--- Data for the task ---
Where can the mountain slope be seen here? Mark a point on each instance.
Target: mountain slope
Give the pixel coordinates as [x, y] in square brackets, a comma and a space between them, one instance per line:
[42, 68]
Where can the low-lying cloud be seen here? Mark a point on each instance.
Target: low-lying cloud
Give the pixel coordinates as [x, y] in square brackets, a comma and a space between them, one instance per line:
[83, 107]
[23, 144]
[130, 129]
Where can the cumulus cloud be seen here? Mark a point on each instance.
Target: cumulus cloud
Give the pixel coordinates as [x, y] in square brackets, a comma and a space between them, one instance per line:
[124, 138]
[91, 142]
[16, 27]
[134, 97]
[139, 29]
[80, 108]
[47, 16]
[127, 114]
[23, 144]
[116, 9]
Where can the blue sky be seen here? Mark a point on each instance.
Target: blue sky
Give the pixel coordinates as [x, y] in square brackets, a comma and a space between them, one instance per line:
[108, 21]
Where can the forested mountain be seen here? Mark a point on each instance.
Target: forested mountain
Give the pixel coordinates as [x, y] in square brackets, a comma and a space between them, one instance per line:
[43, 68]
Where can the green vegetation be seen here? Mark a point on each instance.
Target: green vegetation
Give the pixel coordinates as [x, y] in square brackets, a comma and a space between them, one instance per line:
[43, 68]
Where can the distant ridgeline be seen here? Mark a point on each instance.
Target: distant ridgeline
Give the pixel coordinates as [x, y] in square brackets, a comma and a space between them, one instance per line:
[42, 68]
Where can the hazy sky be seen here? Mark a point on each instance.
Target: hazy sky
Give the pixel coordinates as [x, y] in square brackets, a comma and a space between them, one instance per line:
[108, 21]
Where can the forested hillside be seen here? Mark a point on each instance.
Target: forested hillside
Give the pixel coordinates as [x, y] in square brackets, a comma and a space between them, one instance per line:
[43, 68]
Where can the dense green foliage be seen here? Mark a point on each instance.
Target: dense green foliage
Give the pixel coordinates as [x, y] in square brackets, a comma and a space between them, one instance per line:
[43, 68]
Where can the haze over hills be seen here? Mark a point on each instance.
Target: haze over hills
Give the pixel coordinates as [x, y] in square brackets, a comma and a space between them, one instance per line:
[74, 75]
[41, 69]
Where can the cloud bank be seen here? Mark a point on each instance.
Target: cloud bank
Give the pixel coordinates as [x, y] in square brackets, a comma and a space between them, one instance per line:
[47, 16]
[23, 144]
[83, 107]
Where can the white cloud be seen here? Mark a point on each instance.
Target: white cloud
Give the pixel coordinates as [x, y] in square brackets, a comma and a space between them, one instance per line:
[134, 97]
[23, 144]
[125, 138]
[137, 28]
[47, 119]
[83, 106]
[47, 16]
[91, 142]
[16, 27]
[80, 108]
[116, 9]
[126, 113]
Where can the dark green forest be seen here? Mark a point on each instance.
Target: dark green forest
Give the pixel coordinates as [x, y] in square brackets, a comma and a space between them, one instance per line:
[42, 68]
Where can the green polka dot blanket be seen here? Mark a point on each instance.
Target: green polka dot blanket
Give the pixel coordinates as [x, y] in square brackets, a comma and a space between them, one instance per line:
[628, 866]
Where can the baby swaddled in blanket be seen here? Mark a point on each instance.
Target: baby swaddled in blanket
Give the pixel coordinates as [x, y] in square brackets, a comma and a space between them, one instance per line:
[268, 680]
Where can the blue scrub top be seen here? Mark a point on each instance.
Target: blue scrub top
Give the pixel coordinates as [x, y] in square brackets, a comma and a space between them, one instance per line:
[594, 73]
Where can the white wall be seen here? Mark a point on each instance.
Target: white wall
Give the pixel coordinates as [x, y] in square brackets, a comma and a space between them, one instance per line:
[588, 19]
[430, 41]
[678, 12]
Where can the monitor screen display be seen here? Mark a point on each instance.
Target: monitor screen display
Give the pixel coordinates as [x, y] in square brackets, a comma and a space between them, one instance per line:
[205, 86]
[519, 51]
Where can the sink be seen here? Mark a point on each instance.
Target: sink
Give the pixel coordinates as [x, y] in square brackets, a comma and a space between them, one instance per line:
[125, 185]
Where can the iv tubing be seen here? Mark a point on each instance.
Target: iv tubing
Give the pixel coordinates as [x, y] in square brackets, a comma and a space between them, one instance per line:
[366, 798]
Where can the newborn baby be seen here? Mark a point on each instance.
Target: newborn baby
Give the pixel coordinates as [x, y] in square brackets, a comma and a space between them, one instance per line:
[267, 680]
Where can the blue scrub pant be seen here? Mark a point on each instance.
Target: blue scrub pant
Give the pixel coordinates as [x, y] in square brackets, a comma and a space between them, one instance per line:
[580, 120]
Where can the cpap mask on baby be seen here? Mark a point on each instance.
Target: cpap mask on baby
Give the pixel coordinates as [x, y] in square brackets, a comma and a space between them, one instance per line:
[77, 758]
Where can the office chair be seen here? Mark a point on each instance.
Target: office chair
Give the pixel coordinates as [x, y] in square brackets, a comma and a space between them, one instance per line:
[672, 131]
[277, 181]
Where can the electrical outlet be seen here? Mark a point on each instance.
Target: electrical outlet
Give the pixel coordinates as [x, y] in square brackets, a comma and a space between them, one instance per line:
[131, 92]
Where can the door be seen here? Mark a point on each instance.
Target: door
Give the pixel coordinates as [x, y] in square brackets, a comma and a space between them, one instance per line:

--- To be done ---
The lines to reproduce run from the one that contains "Where can the newborn" through the last line above; copy them exactly.

--- The result ---
Where can the newborn baby be seen here? Mark a point on each instance.
Target: newborn baby
Give the pixel coordinates as [x, y] in square brackets, a comma and a space between them, one instance per line:
[267, 680]
Where can the blue scrub pant be seen here? Mark a point on each instance.
Target: blue scrub pant
Give the pixel coordinates as [x, y] in square brackets, a comma and a space between them, one instance per line:
[580, 120]
Where can the cpap mask on baby be seen here? Mark a point on each instance.
Target: cpap mask on baby
Give the pixel coordinates as [x, y] in square brackets, a comma and a space between them, one instance per line:
[77, 758]
Where can the office chair be seen here? Mark a point on each instance.
Target: office chair
Give the pixel coordinates as [x, y] in square brackets, a comma and a space between them, one instance per line:
[672, 131]
[277, 181]
Where can the electrical outlet be seen here? Mark a point on each instance.
Target: electrical outlet
Give the pixel coordinates as [x, y] in square brackets, a comma and a space between them, one instance per line:
[131, 92]
Where can the door be seen here? Mark a point on each instance.
Target: door
Give the pixel coordinates as [x, y] in square brackets, a comma and a space between them, one instance per line:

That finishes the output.